Excerpts from an object-pointing dataset:
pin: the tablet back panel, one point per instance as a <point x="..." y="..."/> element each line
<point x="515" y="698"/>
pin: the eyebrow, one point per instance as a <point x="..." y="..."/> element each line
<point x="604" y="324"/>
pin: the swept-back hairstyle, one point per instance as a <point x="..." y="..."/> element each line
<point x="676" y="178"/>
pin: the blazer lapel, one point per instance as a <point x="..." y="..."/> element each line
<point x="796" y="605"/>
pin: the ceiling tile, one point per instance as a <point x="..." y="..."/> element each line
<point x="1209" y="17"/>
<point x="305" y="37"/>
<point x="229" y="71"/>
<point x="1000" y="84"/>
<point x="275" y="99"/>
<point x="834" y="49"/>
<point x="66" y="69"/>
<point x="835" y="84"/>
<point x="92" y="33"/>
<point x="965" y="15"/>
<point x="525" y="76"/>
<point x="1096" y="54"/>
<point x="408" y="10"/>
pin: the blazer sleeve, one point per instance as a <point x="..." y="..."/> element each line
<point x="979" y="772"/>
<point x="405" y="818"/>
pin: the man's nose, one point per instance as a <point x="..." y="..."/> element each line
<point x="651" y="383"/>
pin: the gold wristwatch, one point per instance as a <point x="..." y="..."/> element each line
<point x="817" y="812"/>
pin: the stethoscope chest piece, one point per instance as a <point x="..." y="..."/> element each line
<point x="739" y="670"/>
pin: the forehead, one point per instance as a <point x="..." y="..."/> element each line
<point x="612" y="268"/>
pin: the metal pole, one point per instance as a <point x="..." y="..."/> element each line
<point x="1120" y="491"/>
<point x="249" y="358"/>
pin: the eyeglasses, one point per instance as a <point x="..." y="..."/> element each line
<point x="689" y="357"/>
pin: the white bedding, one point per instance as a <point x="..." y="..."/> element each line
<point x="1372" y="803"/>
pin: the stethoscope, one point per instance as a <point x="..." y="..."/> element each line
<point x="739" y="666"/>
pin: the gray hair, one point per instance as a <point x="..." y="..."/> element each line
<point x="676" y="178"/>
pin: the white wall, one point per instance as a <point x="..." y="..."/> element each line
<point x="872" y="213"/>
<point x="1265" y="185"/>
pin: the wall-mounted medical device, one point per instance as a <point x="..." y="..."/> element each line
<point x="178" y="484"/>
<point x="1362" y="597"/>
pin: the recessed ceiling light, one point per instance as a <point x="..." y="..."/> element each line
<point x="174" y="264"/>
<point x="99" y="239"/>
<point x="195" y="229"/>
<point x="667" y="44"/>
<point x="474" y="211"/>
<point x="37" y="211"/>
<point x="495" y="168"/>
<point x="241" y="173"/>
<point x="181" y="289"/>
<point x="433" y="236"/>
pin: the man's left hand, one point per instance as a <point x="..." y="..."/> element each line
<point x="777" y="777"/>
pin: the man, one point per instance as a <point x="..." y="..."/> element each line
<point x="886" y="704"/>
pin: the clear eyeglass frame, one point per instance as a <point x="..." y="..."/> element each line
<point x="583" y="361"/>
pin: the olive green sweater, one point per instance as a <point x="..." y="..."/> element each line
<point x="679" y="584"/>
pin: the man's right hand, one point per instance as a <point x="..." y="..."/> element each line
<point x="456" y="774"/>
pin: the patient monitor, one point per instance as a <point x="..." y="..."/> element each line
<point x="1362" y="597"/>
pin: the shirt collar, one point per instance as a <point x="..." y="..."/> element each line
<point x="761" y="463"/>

EXERCISE DETAILS:
Output all of the items above again, reproducing every line without any change.

WORKED ANSWER:
pin: the tablet back panel, one point per instance as a <point x="..." y="..."/> element each line
<point x="515" y="698"/>
pin: the eyebrow, one point per instance as a <point x="..." y="..."/> element each line
<point x="604" y="324"/>
pin: the swept-back hairstyle, one point per instance as a <point x="..." y="..."/> element each line
<point x="676" y="178"/>
pin: the blazer lapel, one point per instance as a <point x="..." y="..."/> element each line
<point x="796" y="605"/>
pin: the ceiling tile, one point per instance as a <point x="..." y="..."/> element each line
<point x="1209" y="17"/>
<point x="305" y="37"/>
<point x="229" y="71"/>
<point x="1000" y="84"/>
<point x="275" y="99"/>
<point x="834" y="49"/>
<point x="66" y="69"/>
<point x="835" y="84"/>
<point x="92" y="33"/>
<point x="965" y="15"/>
<point x="525" y="76"/>
<point x="1096" y="54"/>
<point x="408" y="10"/>
pin: the blazer sleeve, one point per instance as a <point x="..." y="..."/> element each line
<point x="979" y="772"/>
<point x="405" y="818"/>
pin: the man's nose, one point per instance as a <point x="..." y="..."/> element each line
<point x="651" y="383"/>
pin: the gold wristwatch, one point per instance as a <point x="..." y="..."/> element each line
<point x="817" y="812"/>
pin: the stethoscope chest piece, one point per instance as a <point x="..." y="..."/> element each line
<point x="739" y="670"/>
pin: the forehead, one point per instance as a <point x="..." y="..."/> element each line
<point x="612" y="268"/>
pin: the metal pole, one point per instance as a <point x="..." y="..."/> element each line
<point x="1120" y="491"/>
<point x="249" y="358"/>
pin: the eyeglasses, one point per instance as a <point x="..." y="..."/> element each line
<point x="689" y="357"/>
pin: the white bedding, one point per instance as a <point x="..." y="..."/> element each line
<point x="1372" y="803"/>
pin: the stethoscope, one point per instance as a <point x="..." y="..."/> element each line
<point x="739" y="666"/>
pin: the gray hair, one point per instance as a <point x="..." y="..."/> element each line
<point x="676" y="178"/>
pin: the white wall, one point per instance as a <point x="..." y="..."/> element each line
<point x="872" y="213"/>
<point x="1265" y="185"/>
pin: the wall-mounted medical device, one point per instance as a <point x="..." y="..."/> element each line
<point x="178" y="484"/>
<point x="1362" y="597"/>
pin: the recessed ceiling light, one point per instance as a <point x="..." y="..."/> element each line
<point x="174" y="264"/>
<point x="99" y="239"/>
<point x="195" y="229"/>
<point x="667" y="44"/>
<point x="474" y="211"/>
<point x="37" y="211"/>
<point x="495" y="168"/>
<point x="241" y="173"/>
<point x="181" y="289"/>
<point x="433" y="236"/>
pin: the man's left hand, one point per instance as a <point x="..." y="..."/> element each line
<point x="777" y="777"/>
pin: the man, one point per instance as a <point x="..." y="..."/> element each line
<point x="886" y="704"/>
pin: the clear eyeglass frame, one point per instance as a <point x="..." y="..."/> element each line
<point x="583" y="361"/>
pin: the olive green sweater, one point per instance as a <point x="..." y="..."/> element each line
<point x="679" y="584"/>
pin: the man's right hand, one point per instance as a <point x="..." y="..."/> element each line
<point x="456" y="774"/>
pin: the patient monitor, one point per instance as a <point x="..." y="..."/> element each line
<point x="1362" y="597"/>
pin: the shirt collar, one point per instance as a <point x="..." y="..."/> element each line
<point x="761" y="463"/>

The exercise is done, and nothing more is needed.